== What needs to be done ==
Copy the material below line for line, leaving out the pictures.

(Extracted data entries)
======
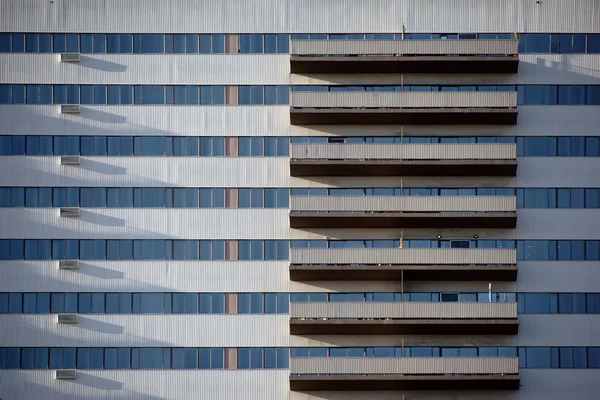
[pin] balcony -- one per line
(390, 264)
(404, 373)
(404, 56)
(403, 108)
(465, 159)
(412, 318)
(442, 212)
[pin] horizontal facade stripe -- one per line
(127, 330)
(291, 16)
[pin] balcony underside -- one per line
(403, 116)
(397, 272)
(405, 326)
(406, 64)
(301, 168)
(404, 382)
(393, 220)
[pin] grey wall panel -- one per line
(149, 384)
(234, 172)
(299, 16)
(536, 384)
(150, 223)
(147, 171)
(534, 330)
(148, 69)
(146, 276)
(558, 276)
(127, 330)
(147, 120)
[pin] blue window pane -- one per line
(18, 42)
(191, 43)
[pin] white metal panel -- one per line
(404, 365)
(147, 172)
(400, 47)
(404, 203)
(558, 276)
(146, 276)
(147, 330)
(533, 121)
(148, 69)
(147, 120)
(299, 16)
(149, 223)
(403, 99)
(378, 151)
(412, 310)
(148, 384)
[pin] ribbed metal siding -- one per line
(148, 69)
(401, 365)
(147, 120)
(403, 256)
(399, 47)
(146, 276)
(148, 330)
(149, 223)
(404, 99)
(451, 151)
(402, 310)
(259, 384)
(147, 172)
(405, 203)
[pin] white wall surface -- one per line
======
== The output ==
[pin] balcony -- one per line
(390, 264)
(404, 373)
(404, 56)
(403, 108)
(465, 159)
(412, 318)
(442, 212)
[pin] horizontal facade stripe -- one per line
(127, 330)
(291, 16)
[pin] balcony underside -- one per line
(403, 116)
(397, 272)
(405, 326)
(406, 64)
(301, 168)
(404, 382)
(393, 220)
[pin] grey wall panel -- one per line
(149, 384)
(234, 172)
(299, 16)
(536, 384)
(150, 223)
(147, 171)
(534, 330)
(148, 69)
(146, 276)
(558, 276)
(127, 330)
(147, 120)
[pin] blue window pane -- one per line
(18, 42)
(191, 43)
[pin] white metal panel -- one per line
(404, 365)
(147, 172)
(400, 47)
(404, 203)
(558, 276)
(146, 276)
(147, 330)
(533, 121)
(148, 69)
(147, 120)
(299, 16)
(149, 223)
(403, 99)
(378, 151)
(412, 310)
(148, 384)
[pin] ribbed metal siding -- one per line
(148, 69)
(401, 365)
(147, 120)
(403, 256)
(399, 47)
(146, 276)
(148, 330)
(149, 223)
(404, 99)
(451, 151)
(402, 310)
(259, 384)
(147, 172)
(405, 203)
[pin] white wall surface -- one per line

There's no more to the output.